Lay out the items from the line containing "Can you find the blonde" through the last line of the items as a Markdown table, with a Row column for the number and a Line column for the line, leaving out blank lines.

%%

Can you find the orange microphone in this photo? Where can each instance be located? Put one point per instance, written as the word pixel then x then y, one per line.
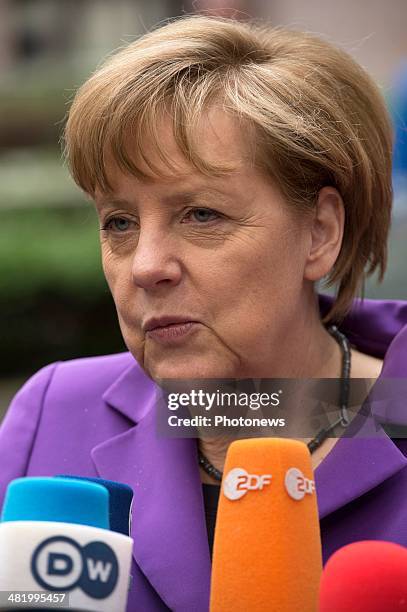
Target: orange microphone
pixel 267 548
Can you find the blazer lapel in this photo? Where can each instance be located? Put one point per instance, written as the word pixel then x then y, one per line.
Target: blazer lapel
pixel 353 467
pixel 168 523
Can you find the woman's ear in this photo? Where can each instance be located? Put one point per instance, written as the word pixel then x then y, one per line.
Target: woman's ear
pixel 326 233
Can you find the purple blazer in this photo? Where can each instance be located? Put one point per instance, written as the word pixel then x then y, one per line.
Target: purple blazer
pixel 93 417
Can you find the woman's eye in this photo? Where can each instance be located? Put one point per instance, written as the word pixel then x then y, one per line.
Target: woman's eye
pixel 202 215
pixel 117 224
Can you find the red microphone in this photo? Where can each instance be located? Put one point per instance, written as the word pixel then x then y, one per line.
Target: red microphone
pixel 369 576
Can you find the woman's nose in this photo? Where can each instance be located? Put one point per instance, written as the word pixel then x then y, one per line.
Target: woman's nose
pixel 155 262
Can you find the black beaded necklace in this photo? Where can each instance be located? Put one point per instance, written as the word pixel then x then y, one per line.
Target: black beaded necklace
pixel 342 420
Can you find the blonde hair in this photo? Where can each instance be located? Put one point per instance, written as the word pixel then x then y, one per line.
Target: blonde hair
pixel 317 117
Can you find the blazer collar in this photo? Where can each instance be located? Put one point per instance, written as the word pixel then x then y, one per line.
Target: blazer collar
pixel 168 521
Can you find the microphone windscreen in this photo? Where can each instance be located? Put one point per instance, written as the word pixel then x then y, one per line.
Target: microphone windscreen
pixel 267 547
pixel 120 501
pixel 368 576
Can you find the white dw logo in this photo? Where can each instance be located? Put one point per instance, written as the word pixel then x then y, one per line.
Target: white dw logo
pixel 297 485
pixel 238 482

%%

### Correct answer
| Row | Line |
|---|---|
| 1 | Can you find the blonde hair in this photo? Where can each instance be located? Put one point per instance, written as the word pixel then x then y, one per line. |
| 2 | Target: blonde hair |
| 3 | pixel 317 117 |
| 4 | Can you find the blazer collar in this photo? Where can each instance be located? Put one point per instance, written as the word pixel then x then y, one per line. |
| 5 | Target: blazer collar |
| 6 | pixel 168 521 |
| 7 | Can you find the microphone windscreen in this photo? Where can each instance be located? Put one point per instance, written as the word pixel then x then y, one per line. |
| 8 | Target: microphone windscreen |
| 9 | pixel 267 547 |
| 10 | pixel 120 501 |
| 11 | pixel 368 576 |
| 12 | Can you find the white dw logo in this photo? Where can each instance be located? Put one point per instance, written as the word pixel then x then y, one per line. |
| 13 | Target: white dw logo |
| 14 | pixel 297 485 |
| 15 | pixel 238 482 |